Task details: Can you transcribe the data exactly? Leave the pictures out.

Excerpted data:

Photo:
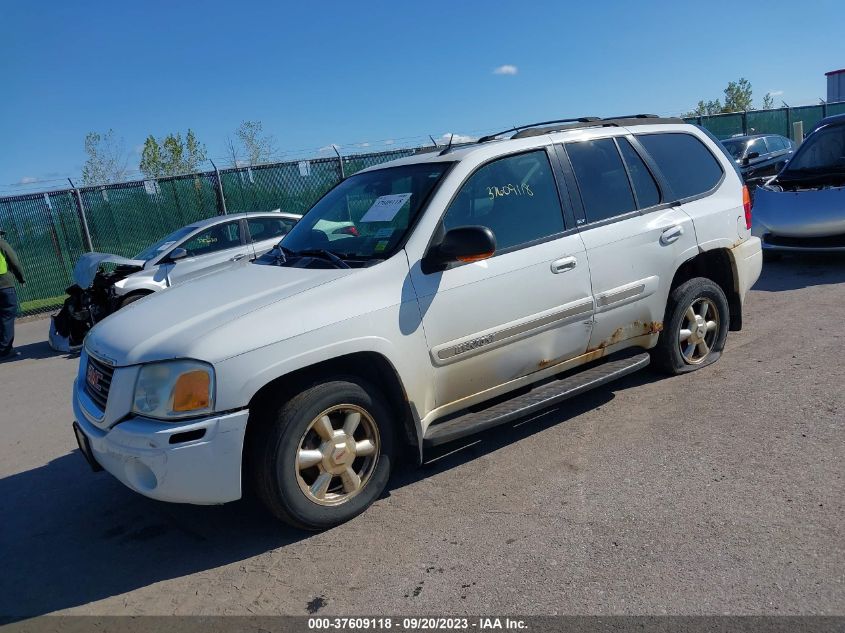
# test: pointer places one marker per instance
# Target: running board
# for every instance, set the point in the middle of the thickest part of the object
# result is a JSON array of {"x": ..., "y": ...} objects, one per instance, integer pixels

Solution:
Photo:
# test: pointer places one marker per instance
# Target: running board
# for every instance, set the point in the middle of the thickest part of the object
# result is a JSON array of {"x": ..., "y": ...} objects, one per instance, integer pixels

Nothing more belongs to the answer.